> [Task to complete]: Go through the listing below and output exactly the line with "Report the location of each instance of the reflection", the line with "x=106, y=178", and each line between; omit the rest.
☆ ☆ ☆ ☆ ☆
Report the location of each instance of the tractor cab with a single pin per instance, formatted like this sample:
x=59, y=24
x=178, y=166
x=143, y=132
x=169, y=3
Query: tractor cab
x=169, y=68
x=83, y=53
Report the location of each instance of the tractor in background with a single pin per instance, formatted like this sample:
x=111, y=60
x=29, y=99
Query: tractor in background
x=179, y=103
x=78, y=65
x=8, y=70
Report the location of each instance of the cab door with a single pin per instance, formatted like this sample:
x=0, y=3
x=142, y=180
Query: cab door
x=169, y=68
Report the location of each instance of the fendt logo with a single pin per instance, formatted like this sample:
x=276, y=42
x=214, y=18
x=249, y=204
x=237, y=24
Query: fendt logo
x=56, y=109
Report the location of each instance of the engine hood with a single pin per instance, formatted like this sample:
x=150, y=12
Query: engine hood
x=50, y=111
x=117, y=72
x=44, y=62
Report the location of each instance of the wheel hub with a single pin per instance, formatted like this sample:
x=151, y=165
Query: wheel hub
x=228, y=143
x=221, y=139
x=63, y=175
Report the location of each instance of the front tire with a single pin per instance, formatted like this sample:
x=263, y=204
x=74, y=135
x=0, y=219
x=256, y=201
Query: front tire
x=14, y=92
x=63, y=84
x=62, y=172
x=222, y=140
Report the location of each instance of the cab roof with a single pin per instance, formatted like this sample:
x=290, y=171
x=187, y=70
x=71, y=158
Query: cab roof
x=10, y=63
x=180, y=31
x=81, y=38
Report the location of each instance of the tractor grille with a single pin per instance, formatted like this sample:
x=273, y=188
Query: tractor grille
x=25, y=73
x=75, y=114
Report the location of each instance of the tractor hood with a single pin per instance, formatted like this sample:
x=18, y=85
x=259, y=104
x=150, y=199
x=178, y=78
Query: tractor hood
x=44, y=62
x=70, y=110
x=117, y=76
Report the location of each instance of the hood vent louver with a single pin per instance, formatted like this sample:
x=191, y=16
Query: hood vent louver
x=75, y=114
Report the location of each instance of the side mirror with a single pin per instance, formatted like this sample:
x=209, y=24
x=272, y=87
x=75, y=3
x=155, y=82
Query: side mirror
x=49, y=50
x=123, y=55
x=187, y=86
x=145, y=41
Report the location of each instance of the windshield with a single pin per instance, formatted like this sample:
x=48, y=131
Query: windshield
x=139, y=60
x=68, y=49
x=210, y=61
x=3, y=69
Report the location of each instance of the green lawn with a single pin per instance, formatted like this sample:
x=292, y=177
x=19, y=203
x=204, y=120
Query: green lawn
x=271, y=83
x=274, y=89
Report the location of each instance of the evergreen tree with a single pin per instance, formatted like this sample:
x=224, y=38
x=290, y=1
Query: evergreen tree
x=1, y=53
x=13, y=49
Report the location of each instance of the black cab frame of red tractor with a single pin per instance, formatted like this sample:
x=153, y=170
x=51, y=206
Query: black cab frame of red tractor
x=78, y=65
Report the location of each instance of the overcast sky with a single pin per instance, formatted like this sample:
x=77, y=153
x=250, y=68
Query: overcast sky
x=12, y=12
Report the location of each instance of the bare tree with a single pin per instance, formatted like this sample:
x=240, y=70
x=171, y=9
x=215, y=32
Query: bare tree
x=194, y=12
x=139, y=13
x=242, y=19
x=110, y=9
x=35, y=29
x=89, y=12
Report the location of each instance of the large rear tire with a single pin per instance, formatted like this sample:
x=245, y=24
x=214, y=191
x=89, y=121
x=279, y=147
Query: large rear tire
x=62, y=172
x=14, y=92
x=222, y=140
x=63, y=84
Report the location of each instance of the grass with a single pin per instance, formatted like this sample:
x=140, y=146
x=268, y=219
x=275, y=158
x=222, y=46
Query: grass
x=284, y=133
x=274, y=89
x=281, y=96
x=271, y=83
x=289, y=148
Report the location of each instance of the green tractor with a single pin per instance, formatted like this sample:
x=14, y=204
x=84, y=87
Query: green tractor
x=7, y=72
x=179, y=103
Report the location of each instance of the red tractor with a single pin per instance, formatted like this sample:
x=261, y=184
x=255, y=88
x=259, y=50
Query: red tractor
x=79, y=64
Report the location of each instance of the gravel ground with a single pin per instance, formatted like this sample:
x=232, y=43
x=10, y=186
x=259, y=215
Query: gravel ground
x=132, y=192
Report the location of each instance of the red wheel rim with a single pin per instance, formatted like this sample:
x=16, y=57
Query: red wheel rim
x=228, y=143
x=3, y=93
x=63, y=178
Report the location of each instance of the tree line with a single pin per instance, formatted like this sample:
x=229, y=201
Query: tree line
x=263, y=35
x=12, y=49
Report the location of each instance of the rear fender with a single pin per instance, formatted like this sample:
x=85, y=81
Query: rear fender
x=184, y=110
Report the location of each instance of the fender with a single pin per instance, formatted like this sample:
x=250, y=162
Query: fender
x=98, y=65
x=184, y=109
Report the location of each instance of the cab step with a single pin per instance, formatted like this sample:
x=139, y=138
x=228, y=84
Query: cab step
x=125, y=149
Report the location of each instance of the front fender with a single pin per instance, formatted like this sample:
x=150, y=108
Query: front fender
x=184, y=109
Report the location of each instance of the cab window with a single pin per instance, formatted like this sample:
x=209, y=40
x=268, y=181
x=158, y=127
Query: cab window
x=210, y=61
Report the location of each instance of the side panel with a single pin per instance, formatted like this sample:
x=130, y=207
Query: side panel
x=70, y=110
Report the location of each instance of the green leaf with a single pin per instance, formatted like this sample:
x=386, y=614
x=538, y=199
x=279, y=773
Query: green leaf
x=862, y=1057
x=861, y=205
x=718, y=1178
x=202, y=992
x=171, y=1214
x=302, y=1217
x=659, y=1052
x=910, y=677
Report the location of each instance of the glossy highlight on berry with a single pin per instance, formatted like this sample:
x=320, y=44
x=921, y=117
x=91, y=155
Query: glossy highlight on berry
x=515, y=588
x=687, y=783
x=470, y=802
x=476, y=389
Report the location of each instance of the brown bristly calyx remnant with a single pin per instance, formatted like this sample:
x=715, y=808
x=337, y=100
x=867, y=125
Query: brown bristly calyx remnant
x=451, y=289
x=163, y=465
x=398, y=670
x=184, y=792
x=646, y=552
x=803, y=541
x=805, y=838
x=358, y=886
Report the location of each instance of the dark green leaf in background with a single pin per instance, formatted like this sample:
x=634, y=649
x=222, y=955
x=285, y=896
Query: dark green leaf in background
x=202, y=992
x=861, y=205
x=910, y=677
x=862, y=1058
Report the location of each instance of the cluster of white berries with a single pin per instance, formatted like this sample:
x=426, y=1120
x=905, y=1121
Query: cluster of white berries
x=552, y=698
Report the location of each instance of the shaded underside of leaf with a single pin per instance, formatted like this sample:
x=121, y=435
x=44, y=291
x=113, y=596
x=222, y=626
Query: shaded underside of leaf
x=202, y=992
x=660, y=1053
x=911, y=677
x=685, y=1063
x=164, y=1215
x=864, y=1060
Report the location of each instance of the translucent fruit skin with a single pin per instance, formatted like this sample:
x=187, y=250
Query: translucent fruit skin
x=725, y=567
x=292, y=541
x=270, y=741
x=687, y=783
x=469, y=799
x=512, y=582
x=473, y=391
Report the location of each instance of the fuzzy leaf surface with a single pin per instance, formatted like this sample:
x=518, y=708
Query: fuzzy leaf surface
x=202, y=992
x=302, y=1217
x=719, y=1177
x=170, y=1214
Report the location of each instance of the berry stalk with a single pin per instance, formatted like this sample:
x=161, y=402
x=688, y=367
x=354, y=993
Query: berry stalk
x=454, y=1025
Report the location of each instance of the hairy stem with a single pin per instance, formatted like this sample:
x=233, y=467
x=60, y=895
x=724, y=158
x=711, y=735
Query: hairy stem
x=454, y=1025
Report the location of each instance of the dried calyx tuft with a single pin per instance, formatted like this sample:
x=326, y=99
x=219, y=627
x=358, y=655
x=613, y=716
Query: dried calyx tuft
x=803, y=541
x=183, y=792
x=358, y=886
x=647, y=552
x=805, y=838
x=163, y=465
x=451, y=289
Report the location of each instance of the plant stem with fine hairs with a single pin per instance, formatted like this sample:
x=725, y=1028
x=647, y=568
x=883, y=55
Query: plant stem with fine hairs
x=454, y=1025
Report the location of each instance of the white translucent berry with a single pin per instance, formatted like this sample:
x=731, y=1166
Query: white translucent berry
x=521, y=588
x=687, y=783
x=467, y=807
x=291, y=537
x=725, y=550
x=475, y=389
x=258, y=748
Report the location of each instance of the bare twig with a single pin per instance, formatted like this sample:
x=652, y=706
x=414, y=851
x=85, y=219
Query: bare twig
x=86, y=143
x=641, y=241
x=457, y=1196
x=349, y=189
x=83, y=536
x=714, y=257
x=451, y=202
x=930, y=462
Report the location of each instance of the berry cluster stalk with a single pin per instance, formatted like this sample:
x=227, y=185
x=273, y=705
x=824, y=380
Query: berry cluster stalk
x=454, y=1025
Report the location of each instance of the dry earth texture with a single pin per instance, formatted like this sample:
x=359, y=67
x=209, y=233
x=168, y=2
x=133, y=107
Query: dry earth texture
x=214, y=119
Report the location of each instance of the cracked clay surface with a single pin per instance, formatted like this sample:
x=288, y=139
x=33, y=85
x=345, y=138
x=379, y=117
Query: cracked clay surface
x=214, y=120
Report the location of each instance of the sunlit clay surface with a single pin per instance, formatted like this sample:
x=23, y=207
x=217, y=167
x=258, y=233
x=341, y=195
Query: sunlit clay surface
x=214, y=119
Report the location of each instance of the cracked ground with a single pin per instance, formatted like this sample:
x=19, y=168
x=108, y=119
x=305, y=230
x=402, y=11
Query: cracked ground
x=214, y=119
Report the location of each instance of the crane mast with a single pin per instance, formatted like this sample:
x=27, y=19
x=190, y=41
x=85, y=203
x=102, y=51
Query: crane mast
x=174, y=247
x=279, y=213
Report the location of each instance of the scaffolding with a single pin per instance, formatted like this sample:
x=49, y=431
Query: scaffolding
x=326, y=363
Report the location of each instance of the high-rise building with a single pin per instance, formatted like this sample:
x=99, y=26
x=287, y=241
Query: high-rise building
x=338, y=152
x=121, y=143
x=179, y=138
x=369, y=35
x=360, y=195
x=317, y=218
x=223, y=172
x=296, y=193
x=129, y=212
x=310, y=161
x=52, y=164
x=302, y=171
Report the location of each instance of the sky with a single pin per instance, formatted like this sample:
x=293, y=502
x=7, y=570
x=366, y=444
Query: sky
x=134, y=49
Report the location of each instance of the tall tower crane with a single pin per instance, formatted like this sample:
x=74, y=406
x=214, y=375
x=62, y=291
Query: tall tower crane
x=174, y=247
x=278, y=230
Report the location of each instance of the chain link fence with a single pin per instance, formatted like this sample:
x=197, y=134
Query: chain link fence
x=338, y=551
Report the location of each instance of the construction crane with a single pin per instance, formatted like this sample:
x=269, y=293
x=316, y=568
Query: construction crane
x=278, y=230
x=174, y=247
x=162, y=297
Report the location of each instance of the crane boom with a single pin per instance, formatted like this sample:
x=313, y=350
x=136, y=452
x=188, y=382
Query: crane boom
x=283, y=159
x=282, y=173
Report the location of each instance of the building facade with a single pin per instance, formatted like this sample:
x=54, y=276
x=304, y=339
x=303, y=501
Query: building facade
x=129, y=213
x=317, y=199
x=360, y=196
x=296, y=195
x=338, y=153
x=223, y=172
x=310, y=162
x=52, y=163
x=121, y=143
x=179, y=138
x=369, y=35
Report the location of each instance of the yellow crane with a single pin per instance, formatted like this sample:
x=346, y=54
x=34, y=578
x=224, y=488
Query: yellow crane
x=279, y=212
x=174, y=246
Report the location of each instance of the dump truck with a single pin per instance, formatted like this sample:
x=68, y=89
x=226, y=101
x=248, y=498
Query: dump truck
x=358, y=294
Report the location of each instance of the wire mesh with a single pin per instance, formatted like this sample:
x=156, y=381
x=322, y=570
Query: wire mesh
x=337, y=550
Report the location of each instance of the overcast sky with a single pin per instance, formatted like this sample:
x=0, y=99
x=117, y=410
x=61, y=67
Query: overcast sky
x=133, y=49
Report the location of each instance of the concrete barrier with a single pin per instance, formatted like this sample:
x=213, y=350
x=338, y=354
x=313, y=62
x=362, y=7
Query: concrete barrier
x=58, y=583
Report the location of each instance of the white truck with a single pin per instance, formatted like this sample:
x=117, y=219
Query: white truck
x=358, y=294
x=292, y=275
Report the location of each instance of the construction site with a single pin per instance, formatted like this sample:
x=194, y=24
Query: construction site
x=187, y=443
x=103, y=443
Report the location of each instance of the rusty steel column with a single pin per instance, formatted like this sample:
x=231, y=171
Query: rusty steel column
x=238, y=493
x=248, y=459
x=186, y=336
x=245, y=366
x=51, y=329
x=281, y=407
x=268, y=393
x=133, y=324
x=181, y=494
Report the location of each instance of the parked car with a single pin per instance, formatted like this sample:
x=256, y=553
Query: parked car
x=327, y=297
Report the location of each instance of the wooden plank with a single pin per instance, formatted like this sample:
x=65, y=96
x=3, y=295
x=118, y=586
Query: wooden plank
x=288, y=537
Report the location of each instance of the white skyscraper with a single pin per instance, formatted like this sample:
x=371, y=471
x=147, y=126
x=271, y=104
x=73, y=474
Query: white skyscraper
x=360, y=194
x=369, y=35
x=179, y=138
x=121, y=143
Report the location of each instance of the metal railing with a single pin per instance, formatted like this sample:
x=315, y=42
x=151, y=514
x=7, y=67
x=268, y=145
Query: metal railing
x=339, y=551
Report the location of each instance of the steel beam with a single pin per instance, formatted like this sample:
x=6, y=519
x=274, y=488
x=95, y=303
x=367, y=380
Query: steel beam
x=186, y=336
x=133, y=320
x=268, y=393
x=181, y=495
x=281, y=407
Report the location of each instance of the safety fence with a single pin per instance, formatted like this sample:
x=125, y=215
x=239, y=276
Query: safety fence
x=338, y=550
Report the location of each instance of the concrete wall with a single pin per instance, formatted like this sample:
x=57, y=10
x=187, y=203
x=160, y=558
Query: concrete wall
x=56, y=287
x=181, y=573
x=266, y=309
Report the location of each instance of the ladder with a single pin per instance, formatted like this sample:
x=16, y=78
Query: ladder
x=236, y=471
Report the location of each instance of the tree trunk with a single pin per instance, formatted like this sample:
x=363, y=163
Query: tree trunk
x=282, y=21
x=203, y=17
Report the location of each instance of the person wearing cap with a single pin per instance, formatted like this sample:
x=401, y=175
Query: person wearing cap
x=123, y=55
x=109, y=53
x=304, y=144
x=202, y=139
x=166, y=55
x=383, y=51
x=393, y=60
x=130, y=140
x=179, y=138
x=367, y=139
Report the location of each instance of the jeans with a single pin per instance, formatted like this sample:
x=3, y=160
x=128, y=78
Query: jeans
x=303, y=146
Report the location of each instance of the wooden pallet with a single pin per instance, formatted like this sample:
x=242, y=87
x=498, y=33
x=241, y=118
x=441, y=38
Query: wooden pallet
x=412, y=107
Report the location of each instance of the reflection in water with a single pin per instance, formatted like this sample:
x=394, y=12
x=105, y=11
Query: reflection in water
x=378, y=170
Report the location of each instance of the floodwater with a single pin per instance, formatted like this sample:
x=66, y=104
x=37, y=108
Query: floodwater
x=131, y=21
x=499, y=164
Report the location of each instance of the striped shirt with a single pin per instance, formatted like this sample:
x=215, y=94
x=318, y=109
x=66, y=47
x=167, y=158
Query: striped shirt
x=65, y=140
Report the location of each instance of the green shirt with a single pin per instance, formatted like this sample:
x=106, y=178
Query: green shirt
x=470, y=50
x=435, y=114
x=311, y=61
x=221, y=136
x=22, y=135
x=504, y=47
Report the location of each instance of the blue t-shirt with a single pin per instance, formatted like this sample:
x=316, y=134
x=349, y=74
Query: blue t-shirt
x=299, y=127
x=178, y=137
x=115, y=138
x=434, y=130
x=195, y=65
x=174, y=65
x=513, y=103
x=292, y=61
☆ ☆ ☆ ☆ ☆
> [Task answer]:
Report the location of each instance of the reflection in water with a single pin per instance, formatted like this sample:
x=394, y=12
x=105, y=11
Query: reflection in water
x=378, y=170
Report the location of each instance of the floodwater with a single pin per instance, formatted like this sample:
x=66, y=104
x=37, y=108
Query: floodwater
x=131, y=21
x=499, y=164
Report the location of each instance of the striped shirt with a single pin per instance, formatted like this sample:
x=215, y=94
x=318, y=109
x=66, y=47
x=167, y=158
Query: striped shirt
x=65, y=140
Report the location of each instance of the green shirt with a single pin per instance, formatted like this sample:
x=106, y=178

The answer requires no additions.